## [Passage provided]
-=-=-=-=-

Economic debates can seem abstract and even bizarre to those of us who have made livings with hammer or trowel in the world of the real and the solid, but they often determine whether or not such livings are possible. Like it or not, we are obliged to engage in them.
Those who argue against construction of market-rate housing in San Francisco – and so against much of the work that has been keeping Building Trades workers employed in recent years and that could employ them in years to come – often claim that such construction itself causes a rise in housing prices and has helped bring about the City’s housing crisis. This turns the usual economic understanding of supply and demand upside-down. By this notion, housing supply does not respond to demand, but creates it.
I have heard this from many a speaker testifying in all earnestness at many a public hearing. I have heard it even from labor leaders whose political allies often oppose our work.
If true, this topsy-turvy version of economics could have a miraculous corollary: In a recession the correct course for housing developers would be to double down and build more, to create demand for their product, and not less; no need to fear losing their shirts.
Banks, by this logic, should be more eager to lend for housing starts in a recession, and investors should pull out checkbooks and sign away freely.
That no one with a dime to spare has ever followed this logic in any recession speaks to its absurdity.
To admit that the usual understanding of supply and demand applies to the housing market even here in San Francisco is not to say, however, that market forces will solve our housing needs.
Neither is it the case that the production of only government-subsidized “affordable” housing –which some in the recent debates over rents and construction in the Mission District have said is the only type of housing that should be built there – will do much to restrain housing costs.
By way of example on all these counts, I give you Oakland.
The San Francisco Business Times reported 9 December 2015 that rents in Oakland had risen 19% over the past year, which made Oakland the fourth most expensive rental market in the country, after San Francisco, New York, and Boston. Uber had not yet announced the relocation of its offices to Oakland when most of this rise occurred and so cannot have inspired it.
According to the 24 September 2015 online San Francisco Magazine, 765 units of housing were built in Oakland in 2014. 75% of these were “affordable units funded with subsidies;” that is, government funding assured that the units could be afforded by families earning less than 60% of area median income. Roughly 191 units of the 765 were therefore market-rate.
Any claim that the construction of 191 units of market-rate housing in a city of well over 400,000 residents could trigger 19% increases in rent citywide would be clearly ridiculous. Construction of market-rate housing did not bring about Oakland’s rent increases.

-=-=-=-=-

## [Your tasks]
1. Please repeat the passage on San Francisco housing economics from "That no one" to "give you Oakland.", word for word.
2. Pick up the passage on San Francisco housing economics after its final sentence and keep writing it.

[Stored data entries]
-=-=-=-=-

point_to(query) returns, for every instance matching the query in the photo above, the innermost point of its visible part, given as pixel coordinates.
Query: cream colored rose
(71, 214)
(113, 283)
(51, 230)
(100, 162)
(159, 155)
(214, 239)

-=-=-=-=-

## [Answers to this exercise]
1.
That no one with a dime to spare has ever followed this logic in any recession speaks to its absurdity.
To admit that the usual understanding of supply and demand applies to the housing market even here in San Francisco is not to say, however, that market forces will solve our housing needs.
Neither is it the case that the production of only government-subsidized “affordable” housing –which some in the recent debates over rents and construction in the Mission District have said is the only type of housing that should be built there – will do much to restrain housing costs.
By way of example on all these counts, I give you Oakland.

2.
In fact, developers and lenders were awaiting rent increases before starting construction on projects that Oakland government had approved. The Business Times in February 2015 quoted Michael Cohen, formerly head of San Francisco’s Mayor’s Office of Economic and Workforce Development and now a principal at the developer Strada Investment Group, “Building new residential development in Oakland, particularly highrise, is still very challenging. Costs are essentially the same as in San Francisco but rents are at least a third lower and condo pricing is less than half.”
Just as developers in Oakland were waiting for rising rents to start construction and investors were waiting for rising rents to fund it, so falling rents will give developers and investors pause. If prices turn too far toward affordability, developers stop building. This is why, with limited exceptions, market forces won’t in the short term build us to affordability. (The long term may be a very different story.)
Neither will construction of subsidized affordable housing. This was by far the dominant type of housing built in Oakland in the year prior to that city’s huge rent increases. To build truly substantial quantities of it, quantities that could push down average rents, would require radically higher subsidies, and such subsidies are politically infeasible. Governor Brown recently vetoed legislation that could have increased them just marginally.
And subsidized affordable housing does not usually mean affordability for us in the Trades, because 60% of area median income is well below what most Trades workers earn in an average year.
What the construction of market-rate housing and so our work can achieve is to slow and even stop a rise in housing costs. As in a medical emergency, step one is to stop any bleeding.
Making housing broadly affordable will require a variety of other steps. Mayor Ed Lee’s administration is exploring them by convening a debate among many interested parties, and we must and will be involved in that debate.